Okay, I owe Tony Bourdain a good bit of karmatic equity.  The banter in those Treme kitchen scenes didn’t exactly write itself, after all.

So I am pretty much trying to say yes to my boy when he calls me and says he’s subbing for Mr. Morgan on CNN and he wants me to guest on a segment with David Carr of the NYT.  I don’t do the talking-head cable shtick often, especially not on complicated issue-talk because the format is too cramped to progress a real discussion.  I’m up for a little nonsense if I have a show that I’m trying to pitch, or if it’s some wordy, hour-long PBS thing where the asides can have asides, but otherwise, no.  And this is quick and dirty.  And I’ve got nothing on air to plug at the moment, and nothing recently published.  But still, it’s Bourdain.  I owe the guy.  And, at the end of the email, noting that the other half of his show is all-foodie talk, he writes: “And cronuts!”Talk about burying the lede.

So, okay, if I’m gonna get to shovel in a cronut or two, then game on.  I’m on the morning Acela up to New York, and I’m on time to the green room.  No complaints as they pancake my Baltimore tan in the make-up room, or when they run the damn mike up the back of my shirt.  Tony wants me to do facts-and-figures foil on the drug war while he and Dave Carr crack wise about their now-legendary journeys through the great diaspora of addiction?  Okay, I’ll be their straight man.  He wants to nail down the intricacies of national security issues and civil liberties with a few, flip minutes at the end, I’ll do my best, though I knew I was on a fool’s errand when PRISM and phone metadata were conflated in the first question.  We’re not going to sort that mess in the next two minutes, but no matter, because I’m a well-pimped pro turning a trick here.  In four and a half minutes, when we clear this set, I will embrace New York’s great dessert provocation of the moment.  Speak of the devil, as Coleridge said, and his horns appear, right?  Right?

## Short problem
Write out the Bourdain post word for word from "So I am pretty" to "burying the lede.". The entries that come next are separate material from the Bourdain post.

## Supplied entries
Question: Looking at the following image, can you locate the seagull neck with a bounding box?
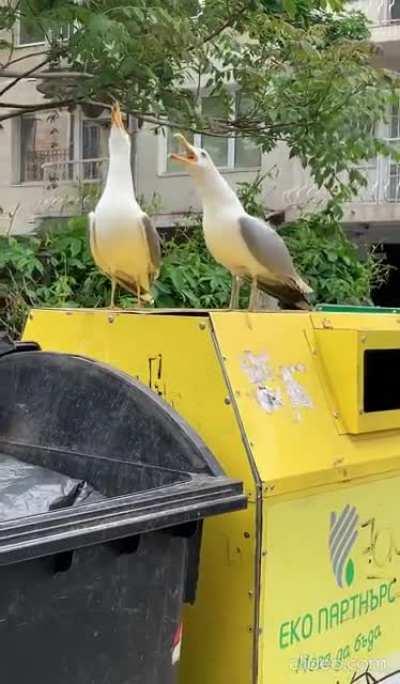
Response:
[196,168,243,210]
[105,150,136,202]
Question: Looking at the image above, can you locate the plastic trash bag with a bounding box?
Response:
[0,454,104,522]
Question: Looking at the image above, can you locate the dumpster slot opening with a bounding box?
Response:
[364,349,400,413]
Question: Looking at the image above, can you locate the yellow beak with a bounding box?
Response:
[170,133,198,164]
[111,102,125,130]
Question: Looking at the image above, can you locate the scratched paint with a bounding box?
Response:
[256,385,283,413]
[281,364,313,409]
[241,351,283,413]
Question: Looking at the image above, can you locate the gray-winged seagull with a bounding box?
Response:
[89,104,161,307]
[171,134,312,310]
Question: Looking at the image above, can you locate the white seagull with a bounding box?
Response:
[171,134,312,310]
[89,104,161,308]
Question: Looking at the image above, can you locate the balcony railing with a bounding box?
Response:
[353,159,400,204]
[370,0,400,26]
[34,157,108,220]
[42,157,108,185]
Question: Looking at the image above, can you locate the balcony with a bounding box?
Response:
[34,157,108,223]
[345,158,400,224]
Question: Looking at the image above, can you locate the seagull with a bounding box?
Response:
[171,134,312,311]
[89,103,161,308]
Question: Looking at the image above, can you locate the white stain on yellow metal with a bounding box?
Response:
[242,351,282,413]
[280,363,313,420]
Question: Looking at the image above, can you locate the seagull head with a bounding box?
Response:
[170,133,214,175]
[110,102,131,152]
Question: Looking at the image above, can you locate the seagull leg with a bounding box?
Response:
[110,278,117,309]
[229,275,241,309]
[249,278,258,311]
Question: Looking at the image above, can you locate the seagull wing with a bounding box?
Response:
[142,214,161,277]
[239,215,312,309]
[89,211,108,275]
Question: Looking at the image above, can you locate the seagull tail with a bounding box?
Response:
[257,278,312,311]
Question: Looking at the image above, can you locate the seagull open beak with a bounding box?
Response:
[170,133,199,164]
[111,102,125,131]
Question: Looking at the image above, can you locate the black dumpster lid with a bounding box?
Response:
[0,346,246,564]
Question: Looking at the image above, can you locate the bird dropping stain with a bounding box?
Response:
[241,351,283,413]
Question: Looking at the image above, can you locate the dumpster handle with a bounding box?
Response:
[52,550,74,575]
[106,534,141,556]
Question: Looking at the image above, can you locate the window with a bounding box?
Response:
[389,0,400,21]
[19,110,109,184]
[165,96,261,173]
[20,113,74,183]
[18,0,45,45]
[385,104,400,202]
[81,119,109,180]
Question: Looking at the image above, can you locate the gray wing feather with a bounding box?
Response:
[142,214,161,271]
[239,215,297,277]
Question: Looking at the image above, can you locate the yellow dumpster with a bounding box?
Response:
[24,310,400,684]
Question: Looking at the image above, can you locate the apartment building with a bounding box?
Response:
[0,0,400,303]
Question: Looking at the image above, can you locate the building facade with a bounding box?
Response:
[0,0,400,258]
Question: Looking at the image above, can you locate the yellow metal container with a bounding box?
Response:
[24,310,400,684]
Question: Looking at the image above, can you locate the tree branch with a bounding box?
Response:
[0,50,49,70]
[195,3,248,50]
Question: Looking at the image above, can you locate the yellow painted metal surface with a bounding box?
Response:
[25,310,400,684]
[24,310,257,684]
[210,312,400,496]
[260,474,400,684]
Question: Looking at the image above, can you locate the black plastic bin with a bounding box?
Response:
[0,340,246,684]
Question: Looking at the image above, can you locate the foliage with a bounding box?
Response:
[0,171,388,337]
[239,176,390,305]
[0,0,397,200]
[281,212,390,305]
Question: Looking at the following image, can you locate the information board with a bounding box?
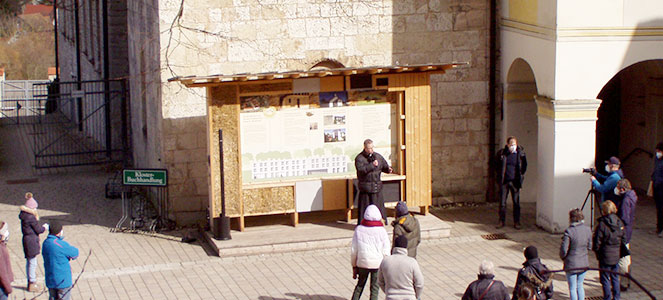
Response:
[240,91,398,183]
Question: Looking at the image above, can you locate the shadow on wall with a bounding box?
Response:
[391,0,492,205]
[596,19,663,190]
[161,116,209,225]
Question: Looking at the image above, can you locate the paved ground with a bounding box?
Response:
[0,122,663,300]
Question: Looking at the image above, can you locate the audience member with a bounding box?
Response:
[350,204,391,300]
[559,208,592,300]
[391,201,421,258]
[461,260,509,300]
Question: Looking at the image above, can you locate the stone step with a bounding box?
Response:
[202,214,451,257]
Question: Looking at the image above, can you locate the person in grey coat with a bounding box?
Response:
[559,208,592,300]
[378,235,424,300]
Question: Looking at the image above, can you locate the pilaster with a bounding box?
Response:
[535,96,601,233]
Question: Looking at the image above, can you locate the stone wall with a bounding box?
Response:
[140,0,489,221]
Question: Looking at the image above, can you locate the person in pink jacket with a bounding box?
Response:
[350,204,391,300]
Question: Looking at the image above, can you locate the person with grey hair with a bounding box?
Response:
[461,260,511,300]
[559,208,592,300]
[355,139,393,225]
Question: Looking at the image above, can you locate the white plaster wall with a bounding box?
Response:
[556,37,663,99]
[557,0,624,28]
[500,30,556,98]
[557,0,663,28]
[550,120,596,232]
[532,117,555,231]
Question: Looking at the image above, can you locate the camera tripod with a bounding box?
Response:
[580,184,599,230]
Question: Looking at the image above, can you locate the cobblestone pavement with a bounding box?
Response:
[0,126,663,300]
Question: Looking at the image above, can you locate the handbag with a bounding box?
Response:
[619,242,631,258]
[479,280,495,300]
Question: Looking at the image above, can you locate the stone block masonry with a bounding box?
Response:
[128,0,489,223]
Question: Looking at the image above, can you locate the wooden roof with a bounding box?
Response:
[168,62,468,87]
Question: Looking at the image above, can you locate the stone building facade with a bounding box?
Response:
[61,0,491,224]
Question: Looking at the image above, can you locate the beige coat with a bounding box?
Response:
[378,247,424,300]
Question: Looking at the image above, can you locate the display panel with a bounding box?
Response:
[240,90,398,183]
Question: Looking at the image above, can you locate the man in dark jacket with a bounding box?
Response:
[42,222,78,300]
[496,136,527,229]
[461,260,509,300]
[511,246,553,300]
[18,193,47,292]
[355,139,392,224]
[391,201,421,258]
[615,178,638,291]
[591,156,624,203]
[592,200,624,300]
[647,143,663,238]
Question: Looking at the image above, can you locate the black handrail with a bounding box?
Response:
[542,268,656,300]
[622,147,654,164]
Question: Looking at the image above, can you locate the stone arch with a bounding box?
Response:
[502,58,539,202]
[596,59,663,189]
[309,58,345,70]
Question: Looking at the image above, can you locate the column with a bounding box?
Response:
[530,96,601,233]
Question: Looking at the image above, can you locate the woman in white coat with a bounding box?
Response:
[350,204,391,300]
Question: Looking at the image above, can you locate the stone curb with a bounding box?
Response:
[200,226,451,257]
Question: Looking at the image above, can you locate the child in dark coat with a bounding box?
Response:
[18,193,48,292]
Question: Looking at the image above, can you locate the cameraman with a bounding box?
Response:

## Answer
So I am pretty much trying to say yes to my boy when he calls me and says he’s subbing for Mr. Morgan on CNN and he wants me to guest on a segment with David Carr of the NYT.  I don’t do the talking-head cable shtick often, especially not on complicated issue-talk because the format is too cramped to progress a real discussion.  I’m up for a little nonsense if I have a show that I’m trying to pitch, or if it’s some wordy, hour-long PBS thing where the asides can have asides, but otherwise, no.  And this is quick and dirty.  And I’ve got nothing on air to plug at the moment, and nothing recently published.  But still, it’s Bourdain.  I owe the guy.  And, at the end of the email, noting that the other half of his show is all-foodie talk, he writes: “And cronuts!”Talk about burying the lede.